- **Excerpt provided**:
Travel: Edison Museum & the sleepy hamlet of Vienna

Six kilometers above the northeastern shore of Lake Erie, the sleepy hamlet of Vienna, Ont. boasts a strong but little-known connection with the family of Thomas Alva Edison (1847-1931), the legendary American inventor, who might have been born on Canadian soil but for a quirk of history and fate.

Four generations of Edisons lived in Vienna, including Thomas Alva’s parents, Nancy and Samuel Edison, Jr. As a child, he spent many summers here, visiting his grandfather. Some 40 Edison family members are buried in local cemeteries and, until recent decades, numerous cousins lived in the vicinity.

The Leonardo da Vinci of the electrical age, Edison filed 1,024 patents in his 84 years. His inventions include the lightbulb, the phonograph, the electric battery, the automotive sparkplug, the movie camera, and sprocketed movie film.

Occupying a pleasing, two-storey 1853 farmhouse in Vienna, the Edison Museum offers many intriguing antiques, artifacts, devices and displays relating to the career and local affiliation of its immensely creative namesake.

The rooms on the main floor contain period furniture donated by local families, including some pieces once owned by the Edisons. For example, an antique clock on the mantle was an anniversary gift that the inventor’s grandfather, Captain Samuel Edison, Sr., purchased for his wife, the former Nancy Simpson, on a visit to New York. The walls and tables are adorned with a few good photographs of the inventor and some of his ancestors.

Several rooms upstairs display phonographs and other Edison devices. Cindy Franklin, an occasional guide, winds the crank of an Edison-brand phonograph machine and slides the needle onto the nearly imperceptible grooves of an Edison-brand bakelite cylinder. Instantly, rhythmic 1920s-style band music pours from the megahorn, its syncopation filling the air like a genie that has been freed from a bottle.

Next she turns the switch on an original electric lightbulb which also dates from the early 20th century. It instantly glows with light. “The filament,” she says, “is in excellent condition. It was made of bamboo.”

- **Task requirements**:
**1.** Decide whether each statement agrees with the article on Vienna's Edison Museum, answering yes or no and quoting the words of the article that decide it: (a) The museum is housed in a one-storey farmhouse built in 1853. (b) Edison filed 1,024 patents during his lifetime. (c) The filament of the lightbulb shown upstairs was made of bamboo.
**2.** Carry on the article on Vienna's Edison Museum, starting right after its last sentence.
The material after the article on Vienna's Edison Museum is separate from it.

- **Dataset section**:
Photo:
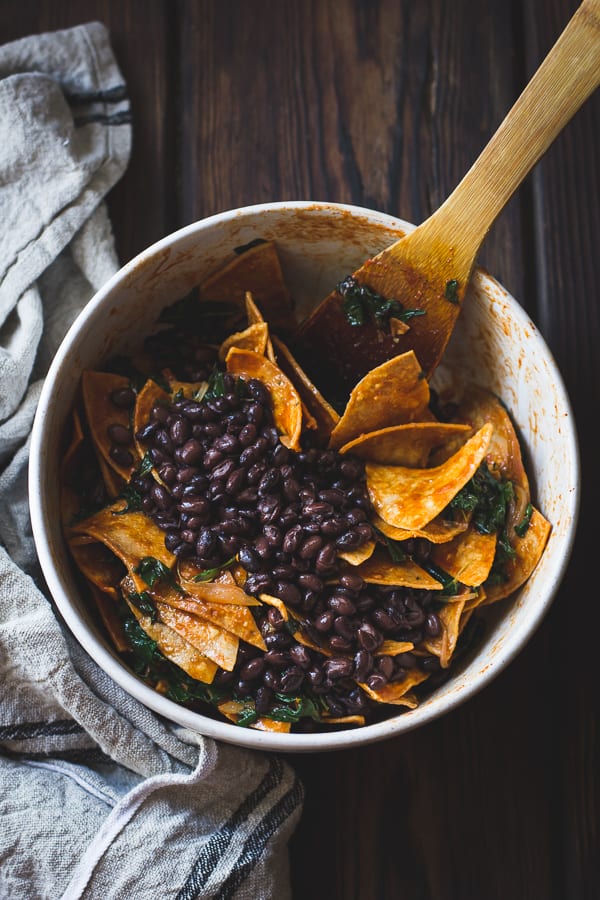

- **Results for the exercise**:
**1.**
(a) No: "a pleasing, two-storey 1853 farmhouse"
(b) Yes: "Edison filed 1,024 patents in his 84 years"
(c) Yes: "It was made of bamboo."

**2.**
Display cases hold numerous odd-shaped bulbs, batteries, phonograph needles, and old books about Edison, including one written by his friend and colleague, Henry Ford. There is also an array of sparkplugs. After Edison designed this automotive necessity, an ex-employee allegedly stole his design and established the company that is perhaps the best-known manufacturer of sparkplugs today.

An upstairs bedroom, styled as a Ladies’ Sewing Room, is supposedly haunted. One evening, a board meeting in the parlour was interrupted by “a lot of noises, like scraping and bumping” coming from above, Franklin relates. The board never returned at night — and the tale became part of the house’s well-treasured lore.

The Edison family’s connection to Vienna begins with Thomas Alva’s earliest known ancestor, John Edison, his great-grandfather. Ironically, it was John Edison’s loyalty to the British Crown that first brought him into Canadian territory, just as, three generations later, it was lack of loyalty to the British that forced Thomas Alva’s father to leave.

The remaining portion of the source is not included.